Problem description:
In full and without error, repeat the entries below.

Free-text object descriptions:
• • • • •

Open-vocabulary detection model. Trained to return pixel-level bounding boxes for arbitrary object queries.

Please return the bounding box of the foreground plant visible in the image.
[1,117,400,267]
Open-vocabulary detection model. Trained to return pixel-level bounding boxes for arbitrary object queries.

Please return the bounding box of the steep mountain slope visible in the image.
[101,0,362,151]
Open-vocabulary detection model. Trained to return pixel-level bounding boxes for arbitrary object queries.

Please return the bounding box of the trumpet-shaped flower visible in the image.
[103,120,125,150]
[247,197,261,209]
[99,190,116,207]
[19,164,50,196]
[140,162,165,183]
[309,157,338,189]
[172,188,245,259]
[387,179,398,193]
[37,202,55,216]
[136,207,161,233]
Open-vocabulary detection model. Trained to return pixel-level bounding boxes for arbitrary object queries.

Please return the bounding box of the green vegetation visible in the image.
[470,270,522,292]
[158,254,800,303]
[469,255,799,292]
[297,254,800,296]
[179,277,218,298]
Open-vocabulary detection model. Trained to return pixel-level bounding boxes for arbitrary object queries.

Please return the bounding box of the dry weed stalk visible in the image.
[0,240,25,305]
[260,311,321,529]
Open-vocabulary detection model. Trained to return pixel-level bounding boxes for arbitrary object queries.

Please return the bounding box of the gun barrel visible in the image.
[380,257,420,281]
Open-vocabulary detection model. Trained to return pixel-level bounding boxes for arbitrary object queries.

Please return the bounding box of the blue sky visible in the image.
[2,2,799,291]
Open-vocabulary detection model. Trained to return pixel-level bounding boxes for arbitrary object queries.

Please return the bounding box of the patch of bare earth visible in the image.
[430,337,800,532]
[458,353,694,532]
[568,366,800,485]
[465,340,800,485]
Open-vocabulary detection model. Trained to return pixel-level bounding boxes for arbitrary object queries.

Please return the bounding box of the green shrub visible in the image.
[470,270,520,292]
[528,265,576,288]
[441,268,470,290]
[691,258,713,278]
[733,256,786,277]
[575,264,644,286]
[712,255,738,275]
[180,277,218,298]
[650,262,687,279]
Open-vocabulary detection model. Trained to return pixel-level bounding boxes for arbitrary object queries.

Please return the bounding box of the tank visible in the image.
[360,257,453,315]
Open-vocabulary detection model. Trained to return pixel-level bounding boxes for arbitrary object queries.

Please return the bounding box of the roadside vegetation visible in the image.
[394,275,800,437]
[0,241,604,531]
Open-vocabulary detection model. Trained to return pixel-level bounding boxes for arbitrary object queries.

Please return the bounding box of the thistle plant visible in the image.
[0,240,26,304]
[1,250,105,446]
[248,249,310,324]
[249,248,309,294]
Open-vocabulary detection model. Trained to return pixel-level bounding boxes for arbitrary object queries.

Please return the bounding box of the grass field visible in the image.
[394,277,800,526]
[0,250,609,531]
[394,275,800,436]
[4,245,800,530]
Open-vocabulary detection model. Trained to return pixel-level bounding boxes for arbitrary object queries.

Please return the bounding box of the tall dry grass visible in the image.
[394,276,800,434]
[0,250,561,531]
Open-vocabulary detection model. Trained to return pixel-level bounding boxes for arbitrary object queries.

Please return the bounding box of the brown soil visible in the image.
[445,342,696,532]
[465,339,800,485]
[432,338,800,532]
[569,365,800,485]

• • • • •

Reply to the exercise:
Open-vocabulary detection model. Trained to return pixel-level bounding boxes for arbitrary object queries.

Please return the bounding box of the foreground plant visible in the image.
[1,117,400,267]
Open-vocabulary detection model. Trained to return pixel-level bounding boxes for arbitrary object queries.

Please return the bounding box of the steep mountain slope visible in the image.
[101,0,362,151]
Open-vocabulary detection model. Trained to return pixel-level bounding boxes for arbitrary object queries.

Please return the bounding box of the trumpet-shaped flower visible in the image.
[103,120,125,150]
[247,197,261,209]
[99,190,116,207]
[19,164,50,196]
[140,162,165,183]
[309,157,338,189]
[172,188,245,259]
[387,179,398,193]
[37,202,55,216]
[136,207,161,233]
Open-vocabulary detection model. Trained to return pixel-level bounding boxes for arbitrary object queries.

Please return the bounding box of the green vegetation visible in the image.
[470,270,522,292]
[158,254,800,303]
[469,255,799,292]
[297,254,800,296]
[179,277,218,298]
Open-vocabulary detection model. Trained to return pixel-level bounding boxes for arbitrary object queries.

Please return the bounding box of the dry weed stalk visible in the image.
[0,240,25,305]
[260,311,321,529]
Open-vocabulary detection model. Trained to return pixel-level bounding boxes for arbitrary object queries.

Please return the bounding box of the gun barrel visible in the image.
[380,257,420,281]
Open-vocabulary detection model. Trained to return pixel-level bounding boxes for arbitrary object queries.

Please return the bounding box of the blue sky visible in the image.
[2,2,799,291]
Open-vocabulary detection model. Trained to return pixel-level bounding boxes for arbitrary object queries.

Please return the bounding box of the patch of bare earth visible in the image.
[430,337,800,532]
[458,353,694,532]
[568,366,800,485]
[465,340,800,485]
Open-vocabulary detection model. Trained to return pixel-level bounding boxes for arbitrary object queries.

Please return the bounding box of the green shrub visible in the image.
[470,270,520,292]
[528,265,576,288]
[441,268,470,290]
[691,258,713,278]
[733,256,786,277]
[575,264,644,286]
[712,255,738,275]
[180,277,218,298]
[650,262,687,279]
Open-vocabulary detection model. Trained to return pixel-level bounding boxes for arbitrary object queries.

Please return the bounding box of the tank visible in the image.
[360,257,453,315]
Open-vocabulary detection model. Trained to return pixel-level bounding boxes for arbitrary object queries.

Please return the bounding box of the roadside vegetation visible in the image.
[394,275,800,437]
[0,241,604,531]
Open-vocabulary detection model. Trained to return pixel-level bounding boxes for arbitrary object queries.

Please return the bounding box of the thistle plant visible in the image.
[0,240,26,304]
[1,250,105,446]
[248,249,310,324]
[249,248,309,294]
Open-vocabulary detection model. Trained to return pixel-level bounding boxes for arbitrary object queries.

Please return the bounding box of the grass field visible in the image.
[394,277,800,526]
[0,250,609,531]
[394,275,800,436]
[4,245,800,530]
Open-vocabulary detection model. Trained to return pixel-level bounding boxes for arbitrary object queries.

Please return the bounding box of the tall dry grass visible in the image.
[394,276,800,434]
[0,250,561,531]
Open-vocabulary detection model. Trained to return pixel-level bounding boxes for arbitrary object queries.

Please return the bounding box of the brown soil visible in the image.
[445,342,696,532]
[465,339,800,485]
[432,338,800,532]
[569,365,800,485]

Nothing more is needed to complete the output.